* Extracted text *
I don't understand how queue handling works currently (0.9, comparing to 0.7). The Scheduler class takes two mutually exclusive args: queue_name and queue. The latter takes higher precedence. Next thing is that Scheduler._create_job() takes a queue_name arg, but it is now silently replaced by self._queue.name if _queue is set.

Another thing is that enqueue_job takes a queue name from job.origin, so no Scheduler.queue_name nor Scheduler._queue is used.

And the last thing - Scheduler.get_jobs() returns jobs registered for Scheduler.scheduled_jobs_key, which is same for all instances regardless queue_name / _queue instance.

It looks somehow inconsistent for me.

My use case was to schedule tasks for run in multiple queues, not only for default. I thought that creating multiple schedulers with different queue names passed as arg is the solution. But it isn't. I've finnally solved this by rolling back all changes (leaving just one Scheduler) and passed queue_name to cron and interval methods explicitely.

As far I understand the code, the self.queue_name is used only as a name of default queue inside _create_job(). I think this can be set as default argument value, not scheduler's property, because:

  • there is no necessity to instantiate multiple Scheduler instances
  • Scheduler.queue_name and Scheduler._queue are introducing inconsistency.

I think that removing queue_name and queue args from Scheduler.__init__ is a way to go. I understand that it would break compatibility.

Just was my 5 cents. Thanks for the great library, anyway!

* Provided material *
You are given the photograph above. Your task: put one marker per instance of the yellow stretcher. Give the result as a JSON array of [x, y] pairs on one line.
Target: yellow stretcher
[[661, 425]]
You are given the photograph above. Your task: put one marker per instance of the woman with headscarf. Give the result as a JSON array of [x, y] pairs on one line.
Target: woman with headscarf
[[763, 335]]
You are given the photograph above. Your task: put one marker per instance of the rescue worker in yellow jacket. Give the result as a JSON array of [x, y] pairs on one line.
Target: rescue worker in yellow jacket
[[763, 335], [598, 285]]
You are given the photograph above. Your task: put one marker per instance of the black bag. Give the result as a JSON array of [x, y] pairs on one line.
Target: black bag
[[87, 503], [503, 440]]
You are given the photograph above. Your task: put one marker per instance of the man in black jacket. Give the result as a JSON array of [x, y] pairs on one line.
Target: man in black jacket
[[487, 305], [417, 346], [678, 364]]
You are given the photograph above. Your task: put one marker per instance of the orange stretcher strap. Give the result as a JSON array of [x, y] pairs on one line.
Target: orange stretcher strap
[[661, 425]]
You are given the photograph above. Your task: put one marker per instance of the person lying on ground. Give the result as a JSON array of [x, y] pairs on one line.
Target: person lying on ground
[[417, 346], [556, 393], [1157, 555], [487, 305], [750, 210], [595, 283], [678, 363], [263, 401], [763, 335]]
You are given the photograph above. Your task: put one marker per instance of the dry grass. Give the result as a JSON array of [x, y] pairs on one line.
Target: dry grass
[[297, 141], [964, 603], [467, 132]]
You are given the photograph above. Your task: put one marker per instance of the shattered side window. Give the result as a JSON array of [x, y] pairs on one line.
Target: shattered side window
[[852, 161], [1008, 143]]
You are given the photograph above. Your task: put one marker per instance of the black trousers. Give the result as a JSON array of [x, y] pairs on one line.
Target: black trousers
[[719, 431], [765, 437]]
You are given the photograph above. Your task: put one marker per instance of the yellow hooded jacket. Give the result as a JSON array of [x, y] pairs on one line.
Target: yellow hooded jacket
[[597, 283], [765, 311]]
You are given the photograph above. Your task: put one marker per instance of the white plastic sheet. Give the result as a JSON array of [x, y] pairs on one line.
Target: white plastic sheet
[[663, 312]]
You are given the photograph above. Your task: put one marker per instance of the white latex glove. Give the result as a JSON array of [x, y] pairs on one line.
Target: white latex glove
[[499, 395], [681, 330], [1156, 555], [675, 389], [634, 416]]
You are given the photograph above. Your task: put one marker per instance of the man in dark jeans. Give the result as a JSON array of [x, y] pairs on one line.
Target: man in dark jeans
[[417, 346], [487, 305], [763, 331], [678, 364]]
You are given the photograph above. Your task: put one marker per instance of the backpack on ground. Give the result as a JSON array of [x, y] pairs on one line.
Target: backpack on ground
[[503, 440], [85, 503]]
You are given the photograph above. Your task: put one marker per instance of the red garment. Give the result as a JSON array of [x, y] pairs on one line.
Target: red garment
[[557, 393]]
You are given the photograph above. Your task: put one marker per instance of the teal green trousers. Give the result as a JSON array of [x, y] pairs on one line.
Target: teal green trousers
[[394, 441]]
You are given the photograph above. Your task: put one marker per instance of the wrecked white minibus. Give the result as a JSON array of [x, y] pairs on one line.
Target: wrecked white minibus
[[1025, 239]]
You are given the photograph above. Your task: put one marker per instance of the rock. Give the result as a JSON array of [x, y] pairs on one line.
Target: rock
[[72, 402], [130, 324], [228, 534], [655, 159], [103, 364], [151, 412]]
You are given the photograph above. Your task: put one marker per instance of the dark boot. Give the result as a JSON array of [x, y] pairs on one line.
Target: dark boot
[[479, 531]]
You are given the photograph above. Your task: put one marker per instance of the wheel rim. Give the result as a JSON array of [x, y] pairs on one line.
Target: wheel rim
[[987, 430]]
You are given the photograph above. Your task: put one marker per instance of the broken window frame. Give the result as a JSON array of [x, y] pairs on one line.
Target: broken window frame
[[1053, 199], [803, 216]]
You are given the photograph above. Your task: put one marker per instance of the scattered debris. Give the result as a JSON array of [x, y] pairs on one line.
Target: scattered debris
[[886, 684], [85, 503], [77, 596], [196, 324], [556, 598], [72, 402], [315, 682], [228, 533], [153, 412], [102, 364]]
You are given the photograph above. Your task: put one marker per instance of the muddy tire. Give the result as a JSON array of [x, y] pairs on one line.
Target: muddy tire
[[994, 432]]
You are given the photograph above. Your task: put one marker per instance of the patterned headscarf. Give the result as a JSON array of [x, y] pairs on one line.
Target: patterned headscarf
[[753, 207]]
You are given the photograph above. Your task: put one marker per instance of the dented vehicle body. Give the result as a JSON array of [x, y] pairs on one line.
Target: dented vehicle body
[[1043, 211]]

* To do *
1/ Summarize the text above on Scheduler queue handling in two sentences.
2/ Please extract from the Scheduler queue text the part that opens with the words containing "My use case" and closes with "are introducing inconsistency.", copying it word for word.

* Results by task *
1/ The writer finds queue handling in Scheduler 0.9 inconsistent, because the queue_name passed to _create_job() is silently replaced by self._queue.name, enqueue_job takes its queue name from job.origin, and get_jobs() uses the same scheduled_jobs_key for every instance. After scheduling tasks in multiple queues with one Scheduler and an explicit queue_name passed to the cron and interval methods, the writer suggests removing the queue_name and queue args from Scheduler.__init__, while acknowledging that this would break compatibility.

2/
My use case was to schedule tasks for run in multiple queues, not only for default. I thought that creating multiple schedulers with different queue names passed as arg is the solution. But it isn't. I've finnally solved this by rolling back all changes (leaving just one Scheduler) and passed queue_name to cron and interval methods explicitely.

As far I understand the code, the self.queue_name is used only as a name of default queue inside _create_job(). I think this can be set as default argument value, not scheduler's property, because:

  • there is no necessity to instantiate multiple Scheduler instances
  • Scheduler.queue_name and Scheduler._queue are introducing inconsistency.